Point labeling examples
☆ ☆ ☆ ☆ ☆ ☆ ☆

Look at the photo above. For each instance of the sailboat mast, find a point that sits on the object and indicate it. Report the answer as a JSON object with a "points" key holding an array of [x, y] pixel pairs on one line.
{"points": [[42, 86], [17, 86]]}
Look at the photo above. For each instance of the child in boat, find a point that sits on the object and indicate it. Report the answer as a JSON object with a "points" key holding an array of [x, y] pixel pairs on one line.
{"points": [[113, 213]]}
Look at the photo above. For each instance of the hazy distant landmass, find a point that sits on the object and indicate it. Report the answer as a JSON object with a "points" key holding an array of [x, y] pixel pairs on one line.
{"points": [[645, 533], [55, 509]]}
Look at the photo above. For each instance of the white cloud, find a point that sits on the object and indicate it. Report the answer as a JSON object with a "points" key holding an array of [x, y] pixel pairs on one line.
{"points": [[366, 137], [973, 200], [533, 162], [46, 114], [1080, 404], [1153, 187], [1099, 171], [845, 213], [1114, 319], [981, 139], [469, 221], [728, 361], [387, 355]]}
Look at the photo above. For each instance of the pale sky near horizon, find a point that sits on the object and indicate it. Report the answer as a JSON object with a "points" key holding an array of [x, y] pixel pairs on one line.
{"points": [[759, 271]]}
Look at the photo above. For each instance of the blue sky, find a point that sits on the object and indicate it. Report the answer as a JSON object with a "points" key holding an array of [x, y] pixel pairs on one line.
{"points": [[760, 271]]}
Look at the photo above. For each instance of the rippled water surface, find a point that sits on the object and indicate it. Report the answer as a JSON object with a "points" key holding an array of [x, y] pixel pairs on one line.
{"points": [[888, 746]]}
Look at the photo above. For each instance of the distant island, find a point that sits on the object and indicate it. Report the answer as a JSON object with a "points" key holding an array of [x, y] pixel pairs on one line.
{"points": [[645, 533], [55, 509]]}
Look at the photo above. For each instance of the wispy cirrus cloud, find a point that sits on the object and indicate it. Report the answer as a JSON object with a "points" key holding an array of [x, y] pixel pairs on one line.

☆ ☆ ☆ ☆ ☆ ☆ ☆

> [Work required] Rewrite the stretch from "Look at the photo above. For each instance of the distant" through the end of the listing, replacing "on one line" with "on a single line" and leaving everything else unchanged.

> [Result]
Look at the photo above. For each instance of the distant island, find a point that sits on the object and indicate it. Report the answer as a JSON object with a "points" key holding an array of [x, y] pixel pairs on a single line.
{"points": [[645, 533], [55, 509]]}
Look at the photo above. For each instance of the wispy cirrus cloud, find a point that sits on the object and indicate it. Report the answer as a JSON object with a "points" key holding an array of [x, y] pixel pairs on a single line.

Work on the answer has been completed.